> _The task_
Begin at the line containing "Where can you find the standing" in the entries below and end at the line containing "Where can you find the car door"; transcribe that range exactly and nothing outside it.

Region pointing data
====================

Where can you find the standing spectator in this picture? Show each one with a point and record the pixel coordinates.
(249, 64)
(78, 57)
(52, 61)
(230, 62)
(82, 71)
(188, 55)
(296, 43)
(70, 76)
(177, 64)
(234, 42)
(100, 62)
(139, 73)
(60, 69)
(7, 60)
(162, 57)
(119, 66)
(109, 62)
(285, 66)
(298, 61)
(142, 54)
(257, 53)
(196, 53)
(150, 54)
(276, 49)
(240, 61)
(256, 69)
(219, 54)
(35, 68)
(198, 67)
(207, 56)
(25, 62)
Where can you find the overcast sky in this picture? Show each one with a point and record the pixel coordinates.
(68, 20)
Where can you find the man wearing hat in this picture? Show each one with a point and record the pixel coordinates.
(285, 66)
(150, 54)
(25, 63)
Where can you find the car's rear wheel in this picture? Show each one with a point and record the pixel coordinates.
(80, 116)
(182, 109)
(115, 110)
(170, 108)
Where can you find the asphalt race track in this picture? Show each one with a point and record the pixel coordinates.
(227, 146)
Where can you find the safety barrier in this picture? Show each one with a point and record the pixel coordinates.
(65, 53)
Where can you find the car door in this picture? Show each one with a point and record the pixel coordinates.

====================

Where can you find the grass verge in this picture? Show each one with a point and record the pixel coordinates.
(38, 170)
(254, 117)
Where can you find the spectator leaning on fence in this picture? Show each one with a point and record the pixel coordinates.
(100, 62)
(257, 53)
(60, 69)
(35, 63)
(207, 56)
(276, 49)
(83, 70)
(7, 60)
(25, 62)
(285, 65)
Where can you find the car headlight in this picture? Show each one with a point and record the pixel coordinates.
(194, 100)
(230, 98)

====================

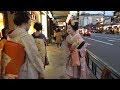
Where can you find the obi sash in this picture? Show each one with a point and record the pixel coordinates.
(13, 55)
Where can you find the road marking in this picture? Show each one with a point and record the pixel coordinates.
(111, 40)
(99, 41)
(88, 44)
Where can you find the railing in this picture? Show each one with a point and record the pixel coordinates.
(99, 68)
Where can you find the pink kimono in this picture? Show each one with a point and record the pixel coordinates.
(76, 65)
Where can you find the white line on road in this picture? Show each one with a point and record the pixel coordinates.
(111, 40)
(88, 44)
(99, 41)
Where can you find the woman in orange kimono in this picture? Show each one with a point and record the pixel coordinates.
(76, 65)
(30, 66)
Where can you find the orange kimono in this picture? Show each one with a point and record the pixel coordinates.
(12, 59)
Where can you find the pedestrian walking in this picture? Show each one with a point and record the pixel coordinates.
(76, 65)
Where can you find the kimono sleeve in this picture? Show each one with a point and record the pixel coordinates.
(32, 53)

====================

> _Written reply_
Where can you find the standing spectator in this picture? Show each one with a point and record the pixel coordinates.
(249, 64)
(78, 57)
(52, 61)
(230, 62)
(82, 71)
(188, 55)
(296, 43)
(70, 76)
(177, 64)
(234, 42)
(100, 62)
(139, 73)
(60, 69)
(7, 60)
(162, 57)
(119, 66)
(109, 62)
(285, 66)
(298, 61)
(142, 54)
(257, 53)
(196, 53)
(150, 54)
(276, 49)
(240, 61)
(256, 69)
(219, 54)
(35, 68)
(198, 67)
(207, 56)
(25, 62)
Where can you find the overcast sky in this picture? Show each one with a point and record the pixel coordinates.
(68, 20)
Where can you find the man wearing hat in this picture? Show each one with a point and record the pixel coordinates.
(285, 66)
(150, 54)
(25, 63)
Where can you find the car's rear wheel in this picture? Show each one with a point and record the pixel coordinates.
(80, 116)
(182, 109)
(115, 110)
(170, 108)
Where can you find the asphalt race track in this picture? Show each one with a point and record the pixel coordinates.
(227, 146)
Where can you find the safety barrier in this picture? Show each one with a point and record the pixel coordinates.
(65, 53)
Where can you find the car door in this picture? Show each one with a point and record the pixel coordinates.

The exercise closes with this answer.